[Start]

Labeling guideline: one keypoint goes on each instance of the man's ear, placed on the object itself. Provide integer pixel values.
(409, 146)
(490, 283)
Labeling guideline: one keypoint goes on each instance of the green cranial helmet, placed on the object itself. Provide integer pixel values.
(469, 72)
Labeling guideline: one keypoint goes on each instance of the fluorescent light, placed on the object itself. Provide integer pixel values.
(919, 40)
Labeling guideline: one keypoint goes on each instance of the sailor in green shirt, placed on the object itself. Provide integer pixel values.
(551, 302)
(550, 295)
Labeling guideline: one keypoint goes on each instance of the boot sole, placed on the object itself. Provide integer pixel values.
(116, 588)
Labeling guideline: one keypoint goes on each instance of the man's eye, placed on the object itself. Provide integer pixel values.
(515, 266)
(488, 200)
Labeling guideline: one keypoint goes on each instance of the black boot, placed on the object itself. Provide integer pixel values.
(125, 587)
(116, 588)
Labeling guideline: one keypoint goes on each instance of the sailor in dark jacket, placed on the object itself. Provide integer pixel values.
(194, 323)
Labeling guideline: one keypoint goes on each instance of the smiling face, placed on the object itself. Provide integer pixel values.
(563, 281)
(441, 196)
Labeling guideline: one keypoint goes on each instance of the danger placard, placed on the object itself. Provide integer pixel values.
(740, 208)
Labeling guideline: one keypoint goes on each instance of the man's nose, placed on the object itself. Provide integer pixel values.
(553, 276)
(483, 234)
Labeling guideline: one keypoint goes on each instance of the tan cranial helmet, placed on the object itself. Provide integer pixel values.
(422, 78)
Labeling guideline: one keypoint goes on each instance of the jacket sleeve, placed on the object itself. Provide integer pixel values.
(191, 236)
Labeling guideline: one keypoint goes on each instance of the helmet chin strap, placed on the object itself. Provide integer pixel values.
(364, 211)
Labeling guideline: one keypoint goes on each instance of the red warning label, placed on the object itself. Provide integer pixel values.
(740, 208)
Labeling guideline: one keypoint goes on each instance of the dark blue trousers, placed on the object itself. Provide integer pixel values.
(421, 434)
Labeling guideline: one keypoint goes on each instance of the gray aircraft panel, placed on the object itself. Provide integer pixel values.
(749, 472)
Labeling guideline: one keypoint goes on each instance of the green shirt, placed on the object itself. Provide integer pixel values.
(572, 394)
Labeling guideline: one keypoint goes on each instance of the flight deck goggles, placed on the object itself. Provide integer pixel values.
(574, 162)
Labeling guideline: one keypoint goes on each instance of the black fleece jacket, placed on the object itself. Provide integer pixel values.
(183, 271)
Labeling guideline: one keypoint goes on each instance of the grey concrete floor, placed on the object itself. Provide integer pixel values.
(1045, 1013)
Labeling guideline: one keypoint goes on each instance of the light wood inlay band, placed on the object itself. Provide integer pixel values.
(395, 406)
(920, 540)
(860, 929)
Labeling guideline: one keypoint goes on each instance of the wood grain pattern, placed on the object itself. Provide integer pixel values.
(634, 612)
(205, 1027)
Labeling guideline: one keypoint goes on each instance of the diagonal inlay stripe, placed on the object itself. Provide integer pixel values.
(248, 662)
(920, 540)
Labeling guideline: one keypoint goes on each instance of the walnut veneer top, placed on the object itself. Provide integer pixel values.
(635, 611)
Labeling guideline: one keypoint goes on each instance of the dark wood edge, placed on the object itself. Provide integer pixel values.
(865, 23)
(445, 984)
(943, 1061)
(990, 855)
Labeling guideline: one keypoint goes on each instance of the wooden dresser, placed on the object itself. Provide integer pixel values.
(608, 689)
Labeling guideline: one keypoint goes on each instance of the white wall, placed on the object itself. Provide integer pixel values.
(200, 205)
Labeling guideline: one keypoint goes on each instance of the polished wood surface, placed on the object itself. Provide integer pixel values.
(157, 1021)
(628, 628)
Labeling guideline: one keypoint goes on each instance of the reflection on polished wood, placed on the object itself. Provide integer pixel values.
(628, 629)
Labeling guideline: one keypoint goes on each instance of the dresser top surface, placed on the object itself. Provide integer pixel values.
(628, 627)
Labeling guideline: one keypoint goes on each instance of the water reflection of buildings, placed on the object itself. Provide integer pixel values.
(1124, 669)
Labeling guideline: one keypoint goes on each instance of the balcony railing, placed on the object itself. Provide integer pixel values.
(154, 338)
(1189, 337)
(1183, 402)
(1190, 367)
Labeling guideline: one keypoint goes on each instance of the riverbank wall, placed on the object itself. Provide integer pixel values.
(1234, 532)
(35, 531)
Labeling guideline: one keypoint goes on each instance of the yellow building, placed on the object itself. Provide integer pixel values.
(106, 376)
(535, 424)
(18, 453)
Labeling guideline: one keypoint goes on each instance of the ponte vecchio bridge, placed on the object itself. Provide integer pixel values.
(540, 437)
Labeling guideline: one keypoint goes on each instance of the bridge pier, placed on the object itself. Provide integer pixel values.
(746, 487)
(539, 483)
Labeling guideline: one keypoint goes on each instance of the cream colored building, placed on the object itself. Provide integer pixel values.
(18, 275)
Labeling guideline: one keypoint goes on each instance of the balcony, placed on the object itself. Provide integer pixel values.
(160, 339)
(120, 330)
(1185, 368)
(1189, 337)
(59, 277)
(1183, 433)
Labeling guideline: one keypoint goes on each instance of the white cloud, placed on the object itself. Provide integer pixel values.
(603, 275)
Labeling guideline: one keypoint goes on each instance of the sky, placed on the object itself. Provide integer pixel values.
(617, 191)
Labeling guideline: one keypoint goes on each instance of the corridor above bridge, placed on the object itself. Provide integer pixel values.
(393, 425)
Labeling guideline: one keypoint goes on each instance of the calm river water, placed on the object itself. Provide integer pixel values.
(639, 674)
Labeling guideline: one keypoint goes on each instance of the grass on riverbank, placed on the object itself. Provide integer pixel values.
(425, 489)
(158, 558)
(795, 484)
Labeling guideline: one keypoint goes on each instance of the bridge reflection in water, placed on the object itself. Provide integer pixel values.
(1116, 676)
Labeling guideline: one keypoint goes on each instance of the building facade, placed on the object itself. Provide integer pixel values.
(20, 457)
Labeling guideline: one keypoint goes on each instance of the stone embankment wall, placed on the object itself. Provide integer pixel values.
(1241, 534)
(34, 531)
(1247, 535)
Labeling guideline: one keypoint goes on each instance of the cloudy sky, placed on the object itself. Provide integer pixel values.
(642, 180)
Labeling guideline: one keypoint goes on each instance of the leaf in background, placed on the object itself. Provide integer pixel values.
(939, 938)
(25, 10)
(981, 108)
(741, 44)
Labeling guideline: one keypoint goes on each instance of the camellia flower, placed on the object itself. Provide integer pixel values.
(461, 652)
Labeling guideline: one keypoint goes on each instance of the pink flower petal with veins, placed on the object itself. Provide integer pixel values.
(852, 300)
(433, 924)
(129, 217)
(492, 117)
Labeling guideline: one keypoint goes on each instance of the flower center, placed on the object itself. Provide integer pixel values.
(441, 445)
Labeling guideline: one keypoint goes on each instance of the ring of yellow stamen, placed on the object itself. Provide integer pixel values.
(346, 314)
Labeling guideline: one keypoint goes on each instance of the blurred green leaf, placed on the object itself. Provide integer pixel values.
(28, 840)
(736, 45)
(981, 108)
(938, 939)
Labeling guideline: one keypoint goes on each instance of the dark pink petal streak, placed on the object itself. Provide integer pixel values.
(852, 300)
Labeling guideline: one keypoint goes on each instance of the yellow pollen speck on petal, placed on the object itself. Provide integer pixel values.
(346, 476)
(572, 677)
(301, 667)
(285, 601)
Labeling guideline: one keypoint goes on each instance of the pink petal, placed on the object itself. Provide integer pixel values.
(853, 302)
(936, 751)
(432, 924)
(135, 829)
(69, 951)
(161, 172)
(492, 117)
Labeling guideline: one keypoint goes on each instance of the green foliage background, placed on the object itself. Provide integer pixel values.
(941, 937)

[End]

● **WHAT YOU ARE ASKED TO DO**: Give back exactly the lines running from the line containing "the dark pink" through the end of the material above, both included, and nothing beyond them.

● **THE COMPLETED TASK**:
Labeling guideline: one keypoint goes on each instance of the dark pink petal streak, placed on the object itself. Provide integer pixel values.
(852, 300)
Labeling guideline: one keypoint goes on each instance of the yellow pollen speck on petal, placed on the object itself. Provide integer pixel values.
(346, 476)
(572, 677)
(301, 667)
(285, 601)
Labeling guideline: one keypoint goes on each instance of the pink petal, placed on the object itself. Provide integer pixel values.
(853, 302)
(936, 751)
(432, 924)
(135, 829)
(69, 951)
(161, 172)
(492, 117)
Labeling guideline: one keypoint goes on each instance of the green foliage background, placed on the object itself. Provide integer pixel values.
(941, 937)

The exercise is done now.